___ Task material

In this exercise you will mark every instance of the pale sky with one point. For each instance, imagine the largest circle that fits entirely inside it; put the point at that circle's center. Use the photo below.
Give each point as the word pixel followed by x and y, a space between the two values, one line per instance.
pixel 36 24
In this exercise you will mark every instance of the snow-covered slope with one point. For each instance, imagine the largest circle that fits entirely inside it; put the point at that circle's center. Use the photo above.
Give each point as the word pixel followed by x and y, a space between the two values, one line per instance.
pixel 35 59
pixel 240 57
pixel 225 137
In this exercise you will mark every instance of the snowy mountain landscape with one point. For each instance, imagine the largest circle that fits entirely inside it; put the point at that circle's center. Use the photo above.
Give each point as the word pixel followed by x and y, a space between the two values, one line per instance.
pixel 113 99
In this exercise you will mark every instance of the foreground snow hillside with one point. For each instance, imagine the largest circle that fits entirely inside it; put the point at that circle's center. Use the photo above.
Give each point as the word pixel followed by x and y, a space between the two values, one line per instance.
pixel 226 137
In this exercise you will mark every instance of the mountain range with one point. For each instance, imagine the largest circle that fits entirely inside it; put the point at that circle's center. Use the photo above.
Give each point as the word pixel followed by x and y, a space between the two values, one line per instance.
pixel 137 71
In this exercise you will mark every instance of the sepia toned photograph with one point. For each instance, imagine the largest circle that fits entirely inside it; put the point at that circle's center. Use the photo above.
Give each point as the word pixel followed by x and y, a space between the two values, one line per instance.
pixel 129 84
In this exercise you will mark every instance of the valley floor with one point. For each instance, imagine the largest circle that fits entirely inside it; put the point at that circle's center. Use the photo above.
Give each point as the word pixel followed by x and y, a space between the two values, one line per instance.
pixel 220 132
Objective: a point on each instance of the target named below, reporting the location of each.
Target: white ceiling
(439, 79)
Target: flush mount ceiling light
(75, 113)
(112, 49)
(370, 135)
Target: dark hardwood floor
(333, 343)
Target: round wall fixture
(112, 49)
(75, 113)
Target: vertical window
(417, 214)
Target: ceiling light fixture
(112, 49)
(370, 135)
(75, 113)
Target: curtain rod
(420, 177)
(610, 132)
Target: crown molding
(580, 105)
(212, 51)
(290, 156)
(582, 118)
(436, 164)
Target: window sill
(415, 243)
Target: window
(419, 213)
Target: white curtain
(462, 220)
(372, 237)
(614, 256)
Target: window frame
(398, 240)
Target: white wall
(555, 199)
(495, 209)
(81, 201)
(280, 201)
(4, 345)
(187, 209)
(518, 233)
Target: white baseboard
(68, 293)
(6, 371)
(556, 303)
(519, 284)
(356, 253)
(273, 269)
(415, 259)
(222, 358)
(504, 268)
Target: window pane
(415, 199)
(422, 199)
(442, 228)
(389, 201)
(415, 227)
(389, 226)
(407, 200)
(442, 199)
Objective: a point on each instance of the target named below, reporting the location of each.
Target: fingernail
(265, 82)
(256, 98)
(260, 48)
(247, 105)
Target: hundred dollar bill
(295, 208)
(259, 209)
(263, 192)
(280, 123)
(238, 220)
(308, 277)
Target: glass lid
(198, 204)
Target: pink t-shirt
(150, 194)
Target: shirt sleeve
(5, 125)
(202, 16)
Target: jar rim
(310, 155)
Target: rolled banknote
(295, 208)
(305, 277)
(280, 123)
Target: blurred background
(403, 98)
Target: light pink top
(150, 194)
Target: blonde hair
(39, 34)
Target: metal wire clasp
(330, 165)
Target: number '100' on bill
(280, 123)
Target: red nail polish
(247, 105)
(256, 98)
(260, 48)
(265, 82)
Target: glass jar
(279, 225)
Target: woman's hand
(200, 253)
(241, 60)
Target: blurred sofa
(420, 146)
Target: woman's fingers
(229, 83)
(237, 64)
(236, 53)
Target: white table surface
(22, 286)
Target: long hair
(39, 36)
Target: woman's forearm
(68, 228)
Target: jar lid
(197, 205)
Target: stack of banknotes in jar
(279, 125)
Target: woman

______

# Task details
Copy exactly the line that contains "Target: blurred background" and every line after it, up to and including the last line of the records.

# Task response
Target: blurred background
(403, 98)
Target: light pink top
(150, 194)
Target: blonde hair
(39, 34)
Target: metal wire clasp
(330, 165)
Target: number '100' on bill
(280, 123)
Target: red nail polish
(247, 105)
(256, 98)
(260, 48)
(265, 82)
Target: glass jar
(279, 225)
Target: woman's hand
(200, 253)
(241, 60)
Target: blurred sofa
(420, 146)
Target: woman's fingers
(229, 83)
(237, 64)
(236, 53)
Target: white table surface
(22, 286)
Target: long hair
(39, 36)
Target: woman's forearm
(68, 228)
Target: jar lid
(197, 205)
Target: stack of banknotes in jar
(279, 125)
Target: woman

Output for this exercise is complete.